EXTRACTED TEXT START

Step 2: Update the cluster

Note If your cluster shows that the Kubernetes version can be updated to the latest version, the current Kubernetes version is discontinued. This does not adversely affect the applications that are deployed in the cluster. In this scenario, we recommend that you update your cluster during off-peak hours at the earliest opportunity.
  1. Log on to the ACK console and click Clusters in the left-side navigation pane.
  2. On the Clusters page, find the cluster that you want to upgrade and choose More > Upgrade Cluster in the Actions column.
  3. Click Upgrade.
    Note If you click Precheck, the system performs a precheck on the cluster as described in Step 1: Perform a precheck.
  4. In the message that appears, click Confirm.
    You can view the progress of the update.
    Note
    • If you want to pause the update, click Pause. After you pause the update, you can click Continue to resume the update process. Do not perform operations after you pause the update of a cluster. In addition, we recommend that you resume and complete the update at your earliest convenience. If the update is paused for more than 7 days, the system automatically terminates the update process. The events and log data that are generated during the update process are also deleted.
    • After the update is paused, you can click Cancel to cancel the update. After you cancel the update, the system will complete updating the nodes in the current batch and skip the nodes that have not been updated. After the update is canceled, you cannot roll back the nodes that have been updated. However, you can continue to update the nodes that have not been updated.
After the update is completed, you can go to the Clusters page and check the Kubernetes version of your cluster to verify that the control plane components are updated. You can go to the Nodes > Nodes page and check the kubelet version to verify that the cluster nodes are updated.
Note
  • If an error occurs during the update, the system automatically pauses the update process. The cause of failure is displayed in the lower part of the page. You can follow the suggestions to fix the error.
  • Do not modify the resources in the kube-upgrade namespace during the upgrade process unless an error occurs.

EXTRACTED TEXT END

REQUIRED TASKS:
1 – Can you rewrite the paragraph of the cluster update instructions that begins "After the update is completed" as a short list, keeping its main facts?
2 – In the rows, could you switch "target" to "object" from the line with "For every <instance>, output" up to and including the line with "box: [94, 91, 214, 417]", and give back only those lines with nothing else changed?
The rows that follow are unrelated to the cluster update instructions.

RECORDS SUPPLIED START

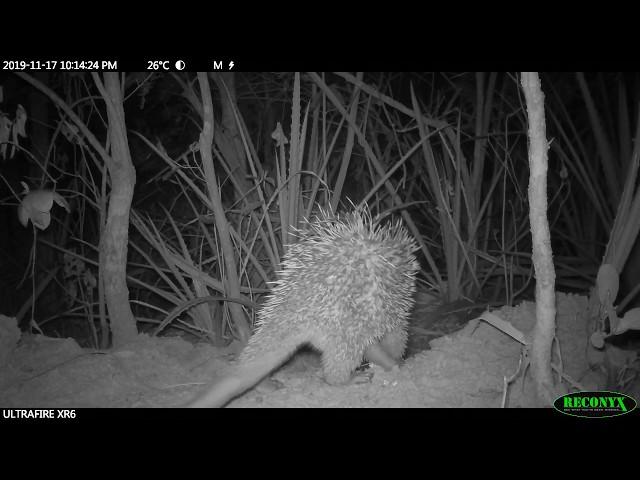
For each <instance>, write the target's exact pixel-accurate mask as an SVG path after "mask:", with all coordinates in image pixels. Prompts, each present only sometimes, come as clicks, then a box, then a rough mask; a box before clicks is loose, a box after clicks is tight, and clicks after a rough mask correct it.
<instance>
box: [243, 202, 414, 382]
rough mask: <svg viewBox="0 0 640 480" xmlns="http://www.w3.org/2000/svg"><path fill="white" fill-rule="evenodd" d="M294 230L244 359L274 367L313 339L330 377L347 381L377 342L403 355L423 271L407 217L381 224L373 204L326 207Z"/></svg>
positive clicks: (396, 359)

RECORDS SUPPLIED END
RECORDS SUPPLIED START

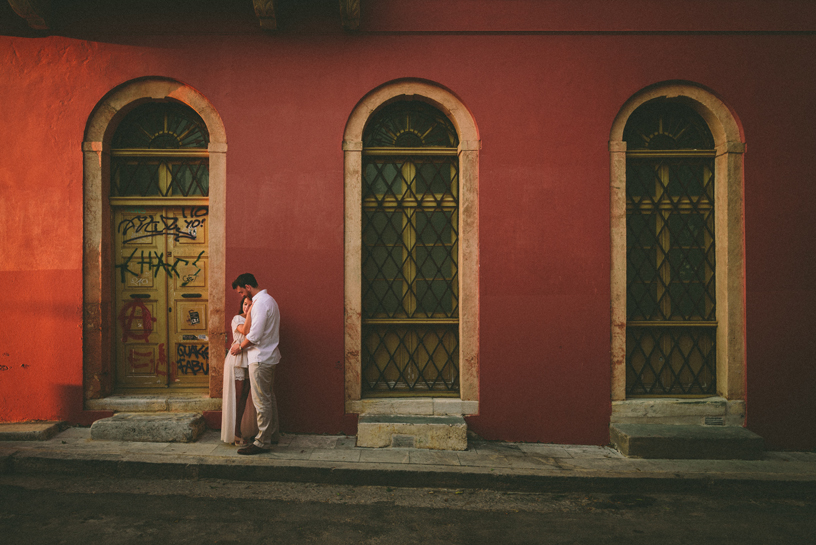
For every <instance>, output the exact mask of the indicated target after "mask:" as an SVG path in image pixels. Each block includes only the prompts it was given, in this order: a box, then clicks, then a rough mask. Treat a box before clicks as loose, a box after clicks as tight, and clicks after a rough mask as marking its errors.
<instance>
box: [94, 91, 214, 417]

RECORDS SUPPLIED END

EXERCISE ANSWERS:
1 –
- Open the Clusters page and check the cluster's Kubernetes version to confirm the control plane components are updated.
- Open the Nodes > Nodes page and check the kubelet version to confirm the cluster nodes are updated.

2 –
For every <instance>, output the exact mask of the indicated object after "mask:" as an SVG path in image pixels. Each block includes only the prompts it was given, in this order: a box, then clicks, then a rough mask. Treat a box before clicks as loose, a box after clicks as tight, and clicks after a rough mask as marking its errors.
<instance>
box: [94, 91, 214, 417]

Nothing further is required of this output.